● EXERCISE DATA
┌────────

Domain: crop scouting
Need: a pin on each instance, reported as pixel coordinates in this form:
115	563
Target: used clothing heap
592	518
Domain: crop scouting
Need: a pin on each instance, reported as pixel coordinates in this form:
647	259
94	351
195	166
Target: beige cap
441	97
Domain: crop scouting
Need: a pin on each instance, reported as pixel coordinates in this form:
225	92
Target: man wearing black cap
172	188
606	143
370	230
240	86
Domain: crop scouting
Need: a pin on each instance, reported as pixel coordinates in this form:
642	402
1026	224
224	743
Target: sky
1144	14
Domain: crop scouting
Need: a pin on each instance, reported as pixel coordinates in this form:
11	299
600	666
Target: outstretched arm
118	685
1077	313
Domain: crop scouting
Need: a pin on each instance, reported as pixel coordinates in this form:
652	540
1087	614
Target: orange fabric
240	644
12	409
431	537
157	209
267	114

└────────
┌────────

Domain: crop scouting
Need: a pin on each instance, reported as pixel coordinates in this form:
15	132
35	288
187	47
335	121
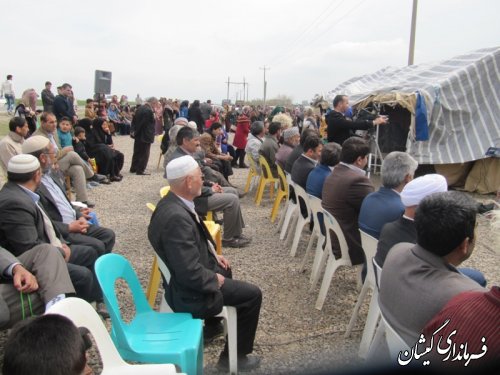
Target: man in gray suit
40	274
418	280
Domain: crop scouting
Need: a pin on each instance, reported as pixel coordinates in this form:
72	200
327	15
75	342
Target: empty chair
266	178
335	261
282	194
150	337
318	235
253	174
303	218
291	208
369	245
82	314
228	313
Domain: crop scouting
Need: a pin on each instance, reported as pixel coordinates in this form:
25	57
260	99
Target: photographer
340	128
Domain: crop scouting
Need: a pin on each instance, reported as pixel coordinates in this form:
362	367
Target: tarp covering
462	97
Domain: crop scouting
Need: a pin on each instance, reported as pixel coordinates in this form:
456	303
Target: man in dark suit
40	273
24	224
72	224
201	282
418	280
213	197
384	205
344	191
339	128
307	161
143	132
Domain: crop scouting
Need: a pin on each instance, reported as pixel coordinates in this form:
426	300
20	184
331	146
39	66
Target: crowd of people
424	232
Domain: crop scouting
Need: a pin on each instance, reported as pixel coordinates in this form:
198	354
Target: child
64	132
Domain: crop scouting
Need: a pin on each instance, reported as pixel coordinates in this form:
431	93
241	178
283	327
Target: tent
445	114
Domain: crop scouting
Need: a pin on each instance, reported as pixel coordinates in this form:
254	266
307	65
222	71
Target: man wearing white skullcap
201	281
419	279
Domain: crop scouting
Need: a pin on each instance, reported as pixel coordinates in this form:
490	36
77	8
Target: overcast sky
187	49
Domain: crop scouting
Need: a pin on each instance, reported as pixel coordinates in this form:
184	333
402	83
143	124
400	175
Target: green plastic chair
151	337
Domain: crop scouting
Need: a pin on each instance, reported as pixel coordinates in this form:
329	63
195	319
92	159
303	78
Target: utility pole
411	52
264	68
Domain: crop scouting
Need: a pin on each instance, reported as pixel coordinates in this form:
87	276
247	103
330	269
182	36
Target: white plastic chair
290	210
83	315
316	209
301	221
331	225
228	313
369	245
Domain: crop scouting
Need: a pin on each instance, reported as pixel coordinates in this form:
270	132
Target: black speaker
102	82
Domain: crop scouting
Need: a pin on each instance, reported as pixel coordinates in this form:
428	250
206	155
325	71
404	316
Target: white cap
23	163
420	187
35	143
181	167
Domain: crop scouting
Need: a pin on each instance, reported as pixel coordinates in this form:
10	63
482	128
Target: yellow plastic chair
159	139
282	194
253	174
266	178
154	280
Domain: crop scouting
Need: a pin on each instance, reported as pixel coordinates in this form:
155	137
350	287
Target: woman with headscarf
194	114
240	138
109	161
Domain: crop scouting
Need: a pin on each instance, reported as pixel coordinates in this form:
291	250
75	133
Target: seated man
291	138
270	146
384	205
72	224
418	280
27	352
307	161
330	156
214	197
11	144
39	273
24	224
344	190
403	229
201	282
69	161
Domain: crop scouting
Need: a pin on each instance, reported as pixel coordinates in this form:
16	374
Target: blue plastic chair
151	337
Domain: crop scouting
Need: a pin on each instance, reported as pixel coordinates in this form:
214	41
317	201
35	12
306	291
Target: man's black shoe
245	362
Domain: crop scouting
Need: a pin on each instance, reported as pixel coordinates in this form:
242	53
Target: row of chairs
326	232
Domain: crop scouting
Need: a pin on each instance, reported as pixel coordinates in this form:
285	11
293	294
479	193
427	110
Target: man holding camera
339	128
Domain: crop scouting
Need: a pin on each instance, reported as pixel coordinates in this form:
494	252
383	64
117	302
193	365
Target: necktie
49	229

└────────

● GIVEN TASK
Collect and copy out each line from the entries above that contains the word "wearing".

● SOLUTION FOR THIS EXERCISE
Target: man wearing black cap
Target: man wearing white skullcap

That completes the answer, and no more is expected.